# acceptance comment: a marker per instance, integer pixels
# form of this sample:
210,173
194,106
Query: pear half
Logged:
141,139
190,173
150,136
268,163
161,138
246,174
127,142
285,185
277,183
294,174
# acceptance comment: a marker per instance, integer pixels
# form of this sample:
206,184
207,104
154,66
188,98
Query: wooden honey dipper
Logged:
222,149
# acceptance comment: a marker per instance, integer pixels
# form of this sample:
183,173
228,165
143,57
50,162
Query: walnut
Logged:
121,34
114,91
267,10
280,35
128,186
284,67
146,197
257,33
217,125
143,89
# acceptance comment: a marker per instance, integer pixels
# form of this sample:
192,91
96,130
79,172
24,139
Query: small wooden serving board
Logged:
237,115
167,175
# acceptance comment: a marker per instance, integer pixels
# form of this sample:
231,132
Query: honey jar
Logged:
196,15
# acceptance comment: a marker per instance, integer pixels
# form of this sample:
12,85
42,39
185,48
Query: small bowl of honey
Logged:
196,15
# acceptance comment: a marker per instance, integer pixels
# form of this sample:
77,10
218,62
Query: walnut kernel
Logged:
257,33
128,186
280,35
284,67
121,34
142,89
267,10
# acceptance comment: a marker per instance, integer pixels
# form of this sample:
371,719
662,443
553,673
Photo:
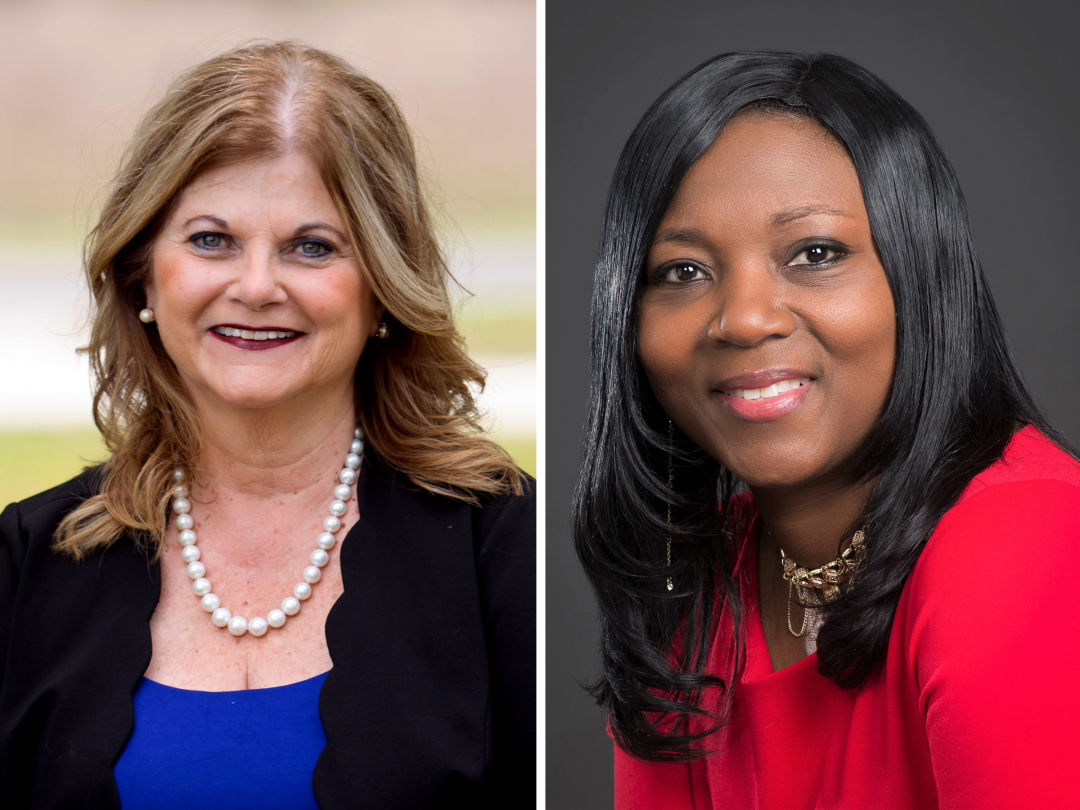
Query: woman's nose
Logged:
________________
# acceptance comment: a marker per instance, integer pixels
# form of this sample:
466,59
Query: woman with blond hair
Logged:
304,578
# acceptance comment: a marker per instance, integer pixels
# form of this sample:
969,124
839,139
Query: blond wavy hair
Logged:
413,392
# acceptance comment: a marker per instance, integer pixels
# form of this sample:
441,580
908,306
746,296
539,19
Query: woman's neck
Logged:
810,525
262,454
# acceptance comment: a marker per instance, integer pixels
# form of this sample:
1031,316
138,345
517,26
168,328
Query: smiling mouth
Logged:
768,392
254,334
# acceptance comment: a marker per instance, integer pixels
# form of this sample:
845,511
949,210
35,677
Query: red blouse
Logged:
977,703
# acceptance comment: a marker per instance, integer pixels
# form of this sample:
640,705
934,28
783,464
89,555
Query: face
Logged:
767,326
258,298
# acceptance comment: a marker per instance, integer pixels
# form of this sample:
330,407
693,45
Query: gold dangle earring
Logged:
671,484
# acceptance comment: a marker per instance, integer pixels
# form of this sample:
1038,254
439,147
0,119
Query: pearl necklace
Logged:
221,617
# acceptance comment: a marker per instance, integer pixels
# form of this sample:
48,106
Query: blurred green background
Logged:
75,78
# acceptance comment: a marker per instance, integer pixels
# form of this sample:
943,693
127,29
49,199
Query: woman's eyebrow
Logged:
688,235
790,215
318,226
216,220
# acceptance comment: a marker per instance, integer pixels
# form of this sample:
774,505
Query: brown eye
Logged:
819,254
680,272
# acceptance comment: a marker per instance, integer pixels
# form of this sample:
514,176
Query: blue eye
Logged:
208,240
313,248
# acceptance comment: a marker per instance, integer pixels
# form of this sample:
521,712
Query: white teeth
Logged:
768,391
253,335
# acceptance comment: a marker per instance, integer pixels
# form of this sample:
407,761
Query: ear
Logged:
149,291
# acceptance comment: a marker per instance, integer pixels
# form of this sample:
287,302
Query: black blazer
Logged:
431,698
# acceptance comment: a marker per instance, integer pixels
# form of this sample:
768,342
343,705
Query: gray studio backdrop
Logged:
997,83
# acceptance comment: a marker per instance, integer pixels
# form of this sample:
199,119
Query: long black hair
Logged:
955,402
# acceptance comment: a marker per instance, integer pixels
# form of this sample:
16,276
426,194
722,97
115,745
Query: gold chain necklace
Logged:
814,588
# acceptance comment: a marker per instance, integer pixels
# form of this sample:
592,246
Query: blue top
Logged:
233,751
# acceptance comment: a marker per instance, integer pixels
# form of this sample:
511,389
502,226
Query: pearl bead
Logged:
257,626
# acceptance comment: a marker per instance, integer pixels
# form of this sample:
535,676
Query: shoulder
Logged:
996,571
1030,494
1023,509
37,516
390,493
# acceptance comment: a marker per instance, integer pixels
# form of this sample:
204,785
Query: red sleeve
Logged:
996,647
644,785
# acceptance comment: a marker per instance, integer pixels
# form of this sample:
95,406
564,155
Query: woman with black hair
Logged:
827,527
________________
What to do :: Count the lines in the entries above that contain the string "small", treating uppercase and lowercase as different, and reply with only that number.

Solution for this task :: 2